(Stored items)
----

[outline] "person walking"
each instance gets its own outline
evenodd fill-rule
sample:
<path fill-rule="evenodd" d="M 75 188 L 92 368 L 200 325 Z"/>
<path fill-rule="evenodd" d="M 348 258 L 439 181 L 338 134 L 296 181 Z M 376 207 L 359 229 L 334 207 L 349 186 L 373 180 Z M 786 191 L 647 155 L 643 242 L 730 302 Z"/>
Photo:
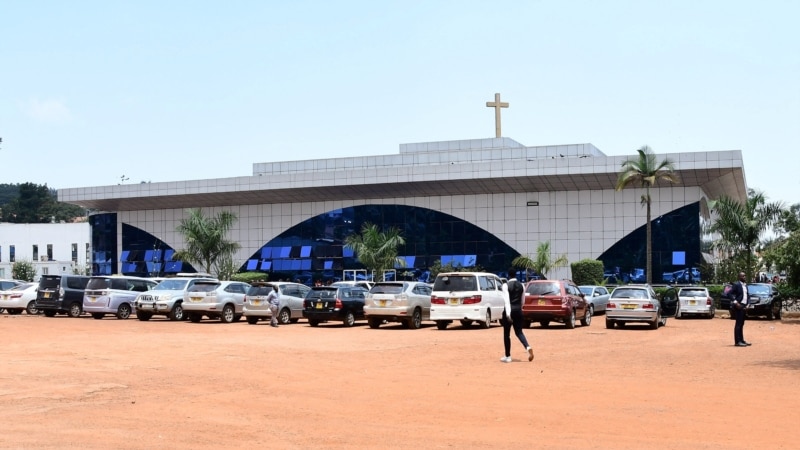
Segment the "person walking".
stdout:
<path fill-rule="evenodd" d="M 733 345 L 736 347 L 747 347 L 749 342 L 744 340 L 744 319 L 747 316 L 747 283 L 746 275 L 739 272 L 739 281 L 733 283 L 731 287 L 731 314 L 734 315 L 736 322 L 733 326 Z"/>
<path fill-rule="evenodd" d="M 267 302 L 269 302 L 269 310 L 272 313 L 272 316 L 269 321 L 269 326 L 277 327 L 278 326 L 278 305 L 281 303 L 280 292 L 278 292 L 278 286 L 272 285 L 272 292 L 267 295 Z"/>
<path fill-rule="evenodd" d="M 503 317 L 500 323 L 503 324 L 503 346 L 505 347 L 505 356 L 500 358 L 504 363 L 511 362 L 511 327 L 514 327 L 514 334 L 517 339 L 525 347 L 528 352 L 528 361 L 533 361 L 533 348 L 528 344 L 525 338 L 525 333 L 522 332 L 522 325 L 525 319 L 522 317 L 522 295 L 525 288 L 522 286 L 514 274 L 516 270 L 511 268 L 508 270 L 508 276 L 511 277 L 508 282 L 503 283 L 503 299 L 505 302 L 505 309 L 503 310 Z"/>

----

PROBLEM STATEMENT »
After checking the entries, state how many lines contain "walking", and write nothing but the number.

ANSWER TO THIS PROBLEM »
2